··· EXCERPT TO READ
Tracheal Intubation Using Alfentanil and No Muscle Relaxant

Tracheal intubation is commonly facilitated by the administration of a muscle relaxant to supplement other drugs given for induction of general anesthesia. Scheller et al. ^[1] reported that the trachea could be reliably intubated without neuromuscular blockade in most healthy, premedicated patients who received at least 40 micro g/kg alfentanil prior to propofol 2.0 mg/kg. Others have also reported satisfactory conditions at intubation using various combinations of propofol, alfentanil, and lidocaine ^[2-3]. While effective, induction sequences using alfentanil and propofol are associated with reductions in heart rate and arterial blood pressure ^[1-3].

There have been few reports concerning the use of other intravenously (IV) administered hypnotics alone or in combination with alfentanil for tracheal intubation without muscle relaxants. In 1948, Lewis ^[4] reported that the trachea could be intubated using thiopental 500-750 mg alone. More recently, Hovarka et al. ^[5] reported that propofol (2.5 mg/kg) provided no advantage over thiopental (5 mg/kg) for intubation without neuromuscular blockade in patients who had received alfentanil 30 micro g/kg and lidocaine 1.5 mg/kg prior to administration of the hypnotic drug. Etomidate for tracheal intubation without muscle relaxants has not been studied.

In this double-blind, randomized study, we compared intubating conditions and the hemodynamic response to induction and intubation in patients given alfentanil 40 micro g/kg followed by propofol 2 mg/kg, thiopental 4 mg/kg, or etomidate 0.3 mg/kg. The utility of IV lidocaine 1 mg/kg with each of these regimens was also investigated.

Methods

After approval from our institutional review boards, we obtained written, informed consent from 140 ASA physical status I and II outpatients aged 18-60 yr scheduled for elective surgery. All patients enrolled had Mallampati class I or II airway anatomy. Patients with coronary artery disease, hypertension, reactive airway disease, obesity greater than 30% above ideal body weight ^[6], history of drug or alcohol abuse, or gastroesophageal reflux were excluded. Patients taking narcotics or drugs known to interfere with neuromuscular transmission were also excluded.
······
Using the intubation excerpt, answer these:
(a) In 1948, what thiopental dose did Lewis report for intubating the trachea?
(b) How many outpatients gave written, informed consent?
(c) Which hypnotic has not been studied for tracheal intubation without muscle relaxants?
Rely only on the intubation excerpt when answering.
··· PROVIDED DATA
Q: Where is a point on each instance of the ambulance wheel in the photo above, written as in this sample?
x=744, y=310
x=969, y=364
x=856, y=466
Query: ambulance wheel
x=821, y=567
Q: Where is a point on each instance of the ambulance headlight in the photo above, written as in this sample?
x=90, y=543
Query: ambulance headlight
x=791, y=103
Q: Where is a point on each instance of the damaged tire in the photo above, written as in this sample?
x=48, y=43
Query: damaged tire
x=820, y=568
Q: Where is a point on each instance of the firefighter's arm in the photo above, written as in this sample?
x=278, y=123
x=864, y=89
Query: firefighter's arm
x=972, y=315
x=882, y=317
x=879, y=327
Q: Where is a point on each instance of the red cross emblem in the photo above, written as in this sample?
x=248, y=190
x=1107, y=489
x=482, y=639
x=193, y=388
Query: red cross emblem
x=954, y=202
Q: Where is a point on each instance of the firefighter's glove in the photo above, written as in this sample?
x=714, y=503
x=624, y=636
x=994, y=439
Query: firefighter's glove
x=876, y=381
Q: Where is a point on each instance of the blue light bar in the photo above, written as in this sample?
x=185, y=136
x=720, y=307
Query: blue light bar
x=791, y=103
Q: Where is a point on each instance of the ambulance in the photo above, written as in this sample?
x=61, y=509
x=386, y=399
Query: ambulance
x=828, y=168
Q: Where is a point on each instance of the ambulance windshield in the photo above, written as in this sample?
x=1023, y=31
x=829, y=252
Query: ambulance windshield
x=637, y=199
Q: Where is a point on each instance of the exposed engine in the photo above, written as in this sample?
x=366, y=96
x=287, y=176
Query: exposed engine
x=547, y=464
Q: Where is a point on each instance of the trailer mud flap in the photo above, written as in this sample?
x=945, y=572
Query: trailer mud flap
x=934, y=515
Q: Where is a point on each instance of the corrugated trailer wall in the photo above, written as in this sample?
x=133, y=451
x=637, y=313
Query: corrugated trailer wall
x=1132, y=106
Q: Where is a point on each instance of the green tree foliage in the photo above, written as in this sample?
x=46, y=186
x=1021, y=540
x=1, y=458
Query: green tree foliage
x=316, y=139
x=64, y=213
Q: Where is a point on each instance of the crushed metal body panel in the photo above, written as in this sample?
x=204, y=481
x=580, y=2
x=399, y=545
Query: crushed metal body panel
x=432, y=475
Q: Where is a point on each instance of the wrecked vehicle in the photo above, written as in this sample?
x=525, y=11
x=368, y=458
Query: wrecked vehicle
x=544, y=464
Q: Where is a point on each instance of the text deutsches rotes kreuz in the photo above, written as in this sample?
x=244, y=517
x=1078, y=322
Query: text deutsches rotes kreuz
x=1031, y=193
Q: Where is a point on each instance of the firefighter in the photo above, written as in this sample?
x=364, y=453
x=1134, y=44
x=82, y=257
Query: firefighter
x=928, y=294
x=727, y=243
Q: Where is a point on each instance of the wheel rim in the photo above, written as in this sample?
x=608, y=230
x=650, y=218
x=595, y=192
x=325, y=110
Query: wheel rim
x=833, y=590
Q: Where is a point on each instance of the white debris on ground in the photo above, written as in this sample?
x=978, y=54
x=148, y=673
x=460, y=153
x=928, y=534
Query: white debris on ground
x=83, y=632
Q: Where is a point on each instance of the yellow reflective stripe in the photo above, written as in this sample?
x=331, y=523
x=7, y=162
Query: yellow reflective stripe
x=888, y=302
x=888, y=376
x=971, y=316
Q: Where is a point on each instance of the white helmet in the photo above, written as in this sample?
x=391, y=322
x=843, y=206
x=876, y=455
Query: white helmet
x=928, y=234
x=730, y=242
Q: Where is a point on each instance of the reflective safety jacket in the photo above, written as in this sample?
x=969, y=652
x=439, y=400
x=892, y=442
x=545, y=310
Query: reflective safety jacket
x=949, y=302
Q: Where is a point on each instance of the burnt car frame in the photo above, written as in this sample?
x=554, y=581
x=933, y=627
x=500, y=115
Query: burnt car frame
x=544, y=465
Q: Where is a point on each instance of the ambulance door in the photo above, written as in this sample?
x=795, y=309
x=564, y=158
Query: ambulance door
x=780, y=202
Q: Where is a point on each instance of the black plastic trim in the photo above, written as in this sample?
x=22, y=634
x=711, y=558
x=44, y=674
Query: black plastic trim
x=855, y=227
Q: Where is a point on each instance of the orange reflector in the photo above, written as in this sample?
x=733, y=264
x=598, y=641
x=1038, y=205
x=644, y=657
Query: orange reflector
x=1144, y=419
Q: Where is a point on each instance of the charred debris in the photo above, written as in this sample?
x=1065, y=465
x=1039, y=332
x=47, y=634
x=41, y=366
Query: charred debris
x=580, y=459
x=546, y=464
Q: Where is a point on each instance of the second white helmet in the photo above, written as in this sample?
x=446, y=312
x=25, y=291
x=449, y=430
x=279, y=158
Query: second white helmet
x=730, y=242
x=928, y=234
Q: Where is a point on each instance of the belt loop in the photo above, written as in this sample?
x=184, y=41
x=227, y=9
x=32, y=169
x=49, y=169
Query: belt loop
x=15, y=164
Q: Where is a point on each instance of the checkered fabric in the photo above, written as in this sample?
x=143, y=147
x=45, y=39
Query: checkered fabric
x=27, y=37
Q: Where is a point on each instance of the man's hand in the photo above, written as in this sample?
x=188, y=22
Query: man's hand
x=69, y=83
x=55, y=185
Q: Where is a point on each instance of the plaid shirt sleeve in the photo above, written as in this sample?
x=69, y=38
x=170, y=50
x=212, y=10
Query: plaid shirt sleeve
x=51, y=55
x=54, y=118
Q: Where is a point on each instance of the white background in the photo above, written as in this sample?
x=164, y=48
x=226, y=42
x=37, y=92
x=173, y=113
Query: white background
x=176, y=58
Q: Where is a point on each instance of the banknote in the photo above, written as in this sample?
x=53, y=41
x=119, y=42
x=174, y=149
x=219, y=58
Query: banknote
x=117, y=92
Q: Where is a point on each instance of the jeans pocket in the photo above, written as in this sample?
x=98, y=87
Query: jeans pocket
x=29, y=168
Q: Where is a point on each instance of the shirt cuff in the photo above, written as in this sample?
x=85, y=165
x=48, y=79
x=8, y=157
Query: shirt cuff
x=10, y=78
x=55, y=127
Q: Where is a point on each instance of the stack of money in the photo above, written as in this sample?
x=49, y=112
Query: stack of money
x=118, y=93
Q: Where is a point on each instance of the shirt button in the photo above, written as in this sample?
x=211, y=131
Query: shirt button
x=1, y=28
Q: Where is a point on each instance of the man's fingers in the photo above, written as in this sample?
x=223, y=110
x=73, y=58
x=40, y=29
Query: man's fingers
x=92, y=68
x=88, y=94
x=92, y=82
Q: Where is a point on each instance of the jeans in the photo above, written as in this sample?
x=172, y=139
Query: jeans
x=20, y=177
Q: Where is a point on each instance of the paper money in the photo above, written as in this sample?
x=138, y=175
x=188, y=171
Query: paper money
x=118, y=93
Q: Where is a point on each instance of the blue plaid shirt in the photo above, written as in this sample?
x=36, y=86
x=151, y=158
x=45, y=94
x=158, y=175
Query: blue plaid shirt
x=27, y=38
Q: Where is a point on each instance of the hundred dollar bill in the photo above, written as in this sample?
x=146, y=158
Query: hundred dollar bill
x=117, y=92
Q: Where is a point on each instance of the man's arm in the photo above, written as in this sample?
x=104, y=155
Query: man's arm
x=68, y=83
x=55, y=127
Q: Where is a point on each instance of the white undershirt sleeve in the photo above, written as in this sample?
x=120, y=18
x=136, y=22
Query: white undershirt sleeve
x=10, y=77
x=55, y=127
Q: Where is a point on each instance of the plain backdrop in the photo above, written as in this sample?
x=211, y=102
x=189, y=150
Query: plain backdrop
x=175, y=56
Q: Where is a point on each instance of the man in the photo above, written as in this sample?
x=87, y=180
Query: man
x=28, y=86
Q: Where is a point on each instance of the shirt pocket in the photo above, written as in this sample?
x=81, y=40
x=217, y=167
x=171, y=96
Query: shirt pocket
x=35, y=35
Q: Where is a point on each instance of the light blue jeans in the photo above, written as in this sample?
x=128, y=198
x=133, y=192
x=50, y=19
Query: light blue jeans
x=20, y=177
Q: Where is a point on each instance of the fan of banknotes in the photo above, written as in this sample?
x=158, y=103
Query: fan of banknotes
······
#### PROBLEM SOLUTION
(a) 500-750 mg, given alone
(b) 140
(c) Etomidate